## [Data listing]
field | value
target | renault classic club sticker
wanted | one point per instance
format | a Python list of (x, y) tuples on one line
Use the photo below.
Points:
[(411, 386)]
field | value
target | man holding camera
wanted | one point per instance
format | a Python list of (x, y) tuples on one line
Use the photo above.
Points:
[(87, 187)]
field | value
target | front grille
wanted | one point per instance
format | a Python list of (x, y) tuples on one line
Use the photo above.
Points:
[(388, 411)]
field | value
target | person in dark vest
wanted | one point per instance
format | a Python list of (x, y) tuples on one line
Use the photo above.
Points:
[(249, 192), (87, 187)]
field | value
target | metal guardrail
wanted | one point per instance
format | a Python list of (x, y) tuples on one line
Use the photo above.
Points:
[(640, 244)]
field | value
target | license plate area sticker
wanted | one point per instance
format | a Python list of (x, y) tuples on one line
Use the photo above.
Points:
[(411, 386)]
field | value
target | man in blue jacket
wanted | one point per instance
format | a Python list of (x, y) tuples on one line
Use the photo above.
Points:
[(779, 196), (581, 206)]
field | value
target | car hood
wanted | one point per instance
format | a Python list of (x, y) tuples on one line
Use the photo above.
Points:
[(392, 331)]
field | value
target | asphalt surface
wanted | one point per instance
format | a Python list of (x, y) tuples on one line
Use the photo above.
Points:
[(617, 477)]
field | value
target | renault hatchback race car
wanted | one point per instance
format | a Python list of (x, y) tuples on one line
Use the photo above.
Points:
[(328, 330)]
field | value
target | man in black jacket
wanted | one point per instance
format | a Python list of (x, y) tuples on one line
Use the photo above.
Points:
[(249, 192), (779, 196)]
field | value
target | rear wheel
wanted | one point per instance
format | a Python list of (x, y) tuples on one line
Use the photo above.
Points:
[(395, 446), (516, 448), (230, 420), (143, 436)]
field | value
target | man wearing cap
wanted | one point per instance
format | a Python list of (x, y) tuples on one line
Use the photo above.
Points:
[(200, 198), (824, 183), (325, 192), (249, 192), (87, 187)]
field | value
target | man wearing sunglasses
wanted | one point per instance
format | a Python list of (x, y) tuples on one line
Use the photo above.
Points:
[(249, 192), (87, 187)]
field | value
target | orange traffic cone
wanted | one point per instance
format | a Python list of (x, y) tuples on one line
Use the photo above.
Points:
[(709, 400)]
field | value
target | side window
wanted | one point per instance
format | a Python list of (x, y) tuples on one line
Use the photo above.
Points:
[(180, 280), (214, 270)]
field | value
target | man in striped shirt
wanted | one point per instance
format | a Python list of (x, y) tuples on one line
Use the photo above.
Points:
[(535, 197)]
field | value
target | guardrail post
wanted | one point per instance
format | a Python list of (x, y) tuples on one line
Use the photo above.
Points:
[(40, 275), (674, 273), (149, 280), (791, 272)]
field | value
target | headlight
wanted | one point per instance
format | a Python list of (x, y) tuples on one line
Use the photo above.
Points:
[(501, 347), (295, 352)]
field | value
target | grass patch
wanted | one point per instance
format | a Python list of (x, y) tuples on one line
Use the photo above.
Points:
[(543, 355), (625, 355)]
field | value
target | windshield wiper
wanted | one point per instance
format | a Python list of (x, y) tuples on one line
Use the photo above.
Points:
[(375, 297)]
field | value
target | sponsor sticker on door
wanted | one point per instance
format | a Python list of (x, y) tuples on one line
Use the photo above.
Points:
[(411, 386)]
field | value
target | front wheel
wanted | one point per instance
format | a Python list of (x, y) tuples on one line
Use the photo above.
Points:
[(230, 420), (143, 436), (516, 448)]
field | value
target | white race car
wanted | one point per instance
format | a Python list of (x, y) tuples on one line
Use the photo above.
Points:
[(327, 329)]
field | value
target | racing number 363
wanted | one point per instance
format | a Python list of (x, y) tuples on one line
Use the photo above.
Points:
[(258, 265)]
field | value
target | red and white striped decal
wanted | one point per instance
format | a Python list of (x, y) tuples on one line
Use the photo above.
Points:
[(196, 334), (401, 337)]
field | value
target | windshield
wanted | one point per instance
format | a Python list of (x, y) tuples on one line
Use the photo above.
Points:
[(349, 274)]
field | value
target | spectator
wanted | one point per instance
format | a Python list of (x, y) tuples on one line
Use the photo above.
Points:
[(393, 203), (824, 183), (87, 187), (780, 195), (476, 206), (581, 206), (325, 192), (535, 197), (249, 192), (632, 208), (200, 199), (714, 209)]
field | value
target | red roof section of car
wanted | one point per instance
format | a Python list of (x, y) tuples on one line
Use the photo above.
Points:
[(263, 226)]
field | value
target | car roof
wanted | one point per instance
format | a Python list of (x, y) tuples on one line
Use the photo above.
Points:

## [Directions]
Copy everything from the start of the data down to the line containing "[(617, 477)]", substituting "pairs" for every occurrence of "tuples" and leaving all other text unchanged.

## [Exercise response]
field | value
target | renault classic club sticker
wanted | one point per instance
format | a Python list of (x, y) pairs on one line
Use the photo below.
Points:
[(411, 386)]
field | value
target | man holding camera
wanted | one point per instance
format | a Python list of (x, y) pairs on one line
Use the photo above.
Points:
[(87, 187)]
field | value
target | front grille
wanted | one point per instance
format | a Python list of (x, y) pairs on one line
Use the photo above.
Points:
[(388, 411)]
field | value
target | person in dark vest
wanted | one point per instance
format | a Python list of (x, y) pairs on one line
Use the photo above.
Points:
[(249, 192), (87, 187)]
field | value
target | metal guardrail
wanted | one point per instance
format | a Python list of (x, y) pairs on one line
Use the photo above.
Points:
[(640, 244)]
field | value
target | license plate area sticker
wanted | one point per instance
format | a Python list of (x, y) pairs on one line
Use the photo above.
Points:
[(411, 386)]
field | value
target | man in blue jacket
wanted | one point per instance
format | a Python list of (x, y) pairs on one line
Use the photo above.
Points:
[(779, 196), (581, 206)]
field | value
target | car hood
wanted | one point per instance
format | a Python list of (x, y) pairs on one line
Use the photo above.
Points:
[(392, 331)]
field | value
target | asphalt surface
wanted | one point per instance
format | a Python list of (x, y) pairs on one line
Use the photo above.
Points:
[(617, 477)]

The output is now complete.